Copy every line of the listing below without changing anything.
-- Begin Items --
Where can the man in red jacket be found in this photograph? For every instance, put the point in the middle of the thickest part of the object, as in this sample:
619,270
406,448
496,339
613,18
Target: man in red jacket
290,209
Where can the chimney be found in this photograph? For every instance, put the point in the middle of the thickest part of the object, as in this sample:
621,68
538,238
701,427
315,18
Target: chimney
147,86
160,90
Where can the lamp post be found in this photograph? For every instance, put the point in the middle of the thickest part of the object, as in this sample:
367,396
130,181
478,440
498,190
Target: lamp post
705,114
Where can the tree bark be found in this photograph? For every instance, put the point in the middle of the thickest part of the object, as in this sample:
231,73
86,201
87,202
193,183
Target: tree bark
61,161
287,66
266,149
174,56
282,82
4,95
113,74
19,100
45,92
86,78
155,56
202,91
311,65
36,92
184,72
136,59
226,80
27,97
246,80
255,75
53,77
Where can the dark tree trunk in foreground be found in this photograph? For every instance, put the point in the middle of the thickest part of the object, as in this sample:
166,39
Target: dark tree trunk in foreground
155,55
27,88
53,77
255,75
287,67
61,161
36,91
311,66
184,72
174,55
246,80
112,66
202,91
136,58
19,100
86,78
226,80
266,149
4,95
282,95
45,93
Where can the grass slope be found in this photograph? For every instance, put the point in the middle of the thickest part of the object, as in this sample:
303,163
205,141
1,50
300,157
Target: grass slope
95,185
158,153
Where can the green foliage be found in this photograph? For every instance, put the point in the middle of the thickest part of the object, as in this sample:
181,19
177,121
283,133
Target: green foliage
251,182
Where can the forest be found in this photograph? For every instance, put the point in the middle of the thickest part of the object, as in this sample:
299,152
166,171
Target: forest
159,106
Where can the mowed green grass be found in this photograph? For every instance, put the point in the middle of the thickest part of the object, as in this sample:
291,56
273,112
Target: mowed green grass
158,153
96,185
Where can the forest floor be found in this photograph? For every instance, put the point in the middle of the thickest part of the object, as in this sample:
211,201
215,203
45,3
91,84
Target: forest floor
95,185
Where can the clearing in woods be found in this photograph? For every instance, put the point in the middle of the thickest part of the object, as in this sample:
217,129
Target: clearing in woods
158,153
-- End Items --
> _Solution to this exercise_:
Where can the man in red jacket be found in this photograph? For every instance, put the point in the middle of the thickest part of the object, as in this sample:
619,270
406,448
496,339
613,18
Target: man in red jacket
290,209
Where can the chimney be found in this photograph? For every instance, put the point in the middle of the thickest part of the object, as in this sample:
621,68
538,238
701,427
315,18
Target: chimney
147,86
160,90
Where can the lamp post be found in this photograph? For every instance, put the point in the middle of the thickest part of the object, as in this sample:
367,396
130,181
478,440
498,190
Target: lamp post
705,114
Where can the tree bark be found in this photograph? For every instance, put the point in the middle of the thickest part of the object, as in this sample:
231,73
86,201
87,202
193,183
Target: tree bark
61,161
287,66
266,149
174,56
282,82
4,95
113,74
19,100
45,92
86,78
155,56
202,91
311,65
36,92
184,72
136,59
226,80
27,97
246,80
255,75
53,77
Where can the dark tree trunk in foreground be found in this photograph? For every instance, put the point in the middle of the thickest part of the object, as in this sample:
166,39
Target: dark tree trunk in foreground
155,55
27,88
53,77
255,75
287,67
61,161
36,91
311,66
184,72
174,55
246,80
112,66
202,91
136,58
19,100
86,78
226,80
266,149
4,95
282,95
45,93
Where can the grass slope be found in this photograph? For every instance, put the point in the middle of the thickest part of the object, as in this sample:
303,163
205,141
1,50
300,157
Target: grass slope
95,185
158,153
Where can the green foliage be found in this photograph? For every instance, put the point in the middle of the thickest part of the object, as in this sample:
181,19
177,121
283,133
Target: green foliage
251,182
Where can the forest be found in this photograph? For every instance, put the point in the middle of the thickest part of the object, as in this sample:
299,152
166,171
Target: forest
159,106
Where can the mowed green grass be found in this photograph? For every instance, put the point in the middle of the thickest part of the object, as in this sample:
291,56
273,112
Target: mowed green grass
158,153
96,185
Where can the forest floor be found in this photograph? For every instance, put the point in the middle of the thickest part of the object, as in this sample:
211,201
215,203
45,3
91,84
Target: forest floor
95,185
Where can the clearing in woods be found in this photograph? For every instance, put the point in the middle of the thickest part of the object, as in this sample:
217,129
Target: clearing in woods
158,153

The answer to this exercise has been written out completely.